BEGIN Stored data

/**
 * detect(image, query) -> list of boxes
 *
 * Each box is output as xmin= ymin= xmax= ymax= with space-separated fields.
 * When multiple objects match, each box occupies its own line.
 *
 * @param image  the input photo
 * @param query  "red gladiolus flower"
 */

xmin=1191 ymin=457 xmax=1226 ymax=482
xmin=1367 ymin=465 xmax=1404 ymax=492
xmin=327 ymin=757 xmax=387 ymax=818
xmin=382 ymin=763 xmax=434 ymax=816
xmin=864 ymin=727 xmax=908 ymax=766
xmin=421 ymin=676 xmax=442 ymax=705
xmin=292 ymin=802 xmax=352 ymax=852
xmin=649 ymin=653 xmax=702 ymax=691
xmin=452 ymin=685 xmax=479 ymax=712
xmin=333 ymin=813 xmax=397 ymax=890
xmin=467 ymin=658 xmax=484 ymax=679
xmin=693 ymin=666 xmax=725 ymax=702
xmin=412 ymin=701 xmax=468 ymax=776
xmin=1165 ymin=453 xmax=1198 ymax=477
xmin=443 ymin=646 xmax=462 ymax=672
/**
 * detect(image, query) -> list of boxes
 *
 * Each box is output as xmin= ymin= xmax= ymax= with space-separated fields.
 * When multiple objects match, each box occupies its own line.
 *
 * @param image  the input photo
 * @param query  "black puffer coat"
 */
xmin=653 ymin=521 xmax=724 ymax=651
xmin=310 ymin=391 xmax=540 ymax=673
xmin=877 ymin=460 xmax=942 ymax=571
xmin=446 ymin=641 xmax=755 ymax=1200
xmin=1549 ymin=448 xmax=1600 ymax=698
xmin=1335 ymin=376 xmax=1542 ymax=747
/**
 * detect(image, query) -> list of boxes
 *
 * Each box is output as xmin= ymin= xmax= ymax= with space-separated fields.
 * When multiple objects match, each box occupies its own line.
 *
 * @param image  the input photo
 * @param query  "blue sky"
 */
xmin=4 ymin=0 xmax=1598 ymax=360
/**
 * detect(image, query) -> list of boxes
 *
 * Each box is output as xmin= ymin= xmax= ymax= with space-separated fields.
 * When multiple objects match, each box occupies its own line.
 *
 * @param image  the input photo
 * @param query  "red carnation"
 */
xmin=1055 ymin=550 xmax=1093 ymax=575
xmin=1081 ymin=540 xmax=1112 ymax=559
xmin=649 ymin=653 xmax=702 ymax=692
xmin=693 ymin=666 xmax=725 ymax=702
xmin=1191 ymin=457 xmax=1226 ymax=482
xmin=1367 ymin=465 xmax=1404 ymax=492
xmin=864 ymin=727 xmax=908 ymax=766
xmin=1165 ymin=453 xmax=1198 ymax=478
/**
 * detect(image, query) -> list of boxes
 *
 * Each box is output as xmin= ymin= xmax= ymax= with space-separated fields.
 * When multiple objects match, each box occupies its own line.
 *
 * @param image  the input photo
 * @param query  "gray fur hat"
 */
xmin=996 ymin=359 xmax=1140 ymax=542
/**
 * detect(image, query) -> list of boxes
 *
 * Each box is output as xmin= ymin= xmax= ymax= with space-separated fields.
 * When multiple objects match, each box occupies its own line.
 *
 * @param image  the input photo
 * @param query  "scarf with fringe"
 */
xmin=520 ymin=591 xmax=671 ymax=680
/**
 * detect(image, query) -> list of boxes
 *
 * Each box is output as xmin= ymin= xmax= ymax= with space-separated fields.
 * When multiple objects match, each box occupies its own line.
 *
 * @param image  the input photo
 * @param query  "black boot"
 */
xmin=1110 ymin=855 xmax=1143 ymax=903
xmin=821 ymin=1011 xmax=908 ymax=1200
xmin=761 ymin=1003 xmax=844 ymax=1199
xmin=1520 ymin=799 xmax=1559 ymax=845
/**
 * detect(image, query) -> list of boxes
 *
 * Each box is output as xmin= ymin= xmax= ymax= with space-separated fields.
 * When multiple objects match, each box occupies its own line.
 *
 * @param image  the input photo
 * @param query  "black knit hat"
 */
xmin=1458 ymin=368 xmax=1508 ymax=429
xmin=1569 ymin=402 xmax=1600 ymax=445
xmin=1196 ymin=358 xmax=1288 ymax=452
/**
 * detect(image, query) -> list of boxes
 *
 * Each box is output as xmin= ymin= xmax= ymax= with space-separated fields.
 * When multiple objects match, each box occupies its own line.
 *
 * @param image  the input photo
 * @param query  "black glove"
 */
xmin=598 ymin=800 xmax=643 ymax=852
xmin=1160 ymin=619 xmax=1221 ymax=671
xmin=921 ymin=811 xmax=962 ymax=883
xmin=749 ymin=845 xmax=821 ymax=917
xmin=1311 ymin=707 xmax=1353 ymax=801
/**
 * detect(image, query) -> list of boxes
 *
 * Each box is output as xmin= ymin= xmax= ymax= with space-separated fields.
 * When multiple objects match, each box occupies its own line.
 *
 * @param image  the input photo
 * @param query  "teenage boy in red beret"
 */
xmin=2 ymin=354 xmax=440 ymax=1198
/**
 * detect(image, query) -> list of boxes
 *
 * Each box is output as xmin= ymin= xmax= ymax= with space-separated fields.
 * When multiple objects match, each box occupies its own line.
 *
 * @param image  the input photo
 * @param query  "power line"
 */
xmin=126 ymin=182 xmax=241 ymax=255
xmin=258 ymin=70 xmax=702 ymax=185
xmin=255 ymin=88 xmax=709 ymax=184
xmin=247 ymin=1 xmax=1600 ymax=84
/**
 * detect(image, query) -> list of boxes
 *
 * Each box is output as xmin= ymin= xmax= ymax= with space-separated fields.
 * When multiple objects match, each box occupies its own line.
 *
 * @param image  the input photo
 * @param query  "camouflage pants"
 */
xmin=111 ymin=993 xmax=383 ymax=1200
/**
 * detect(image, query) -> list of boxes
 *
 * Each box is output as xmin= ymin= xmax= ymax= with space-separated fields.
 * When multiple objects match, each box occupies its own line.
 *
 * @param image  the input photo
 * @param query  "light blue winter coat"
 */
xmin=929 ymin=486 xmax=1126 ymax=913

END Stored data

Brief: From the records given above, copy all lines containing "blue".

Solution to this problem:
 * @param query  "blue sky"
 * @param query  "light blue winter coat"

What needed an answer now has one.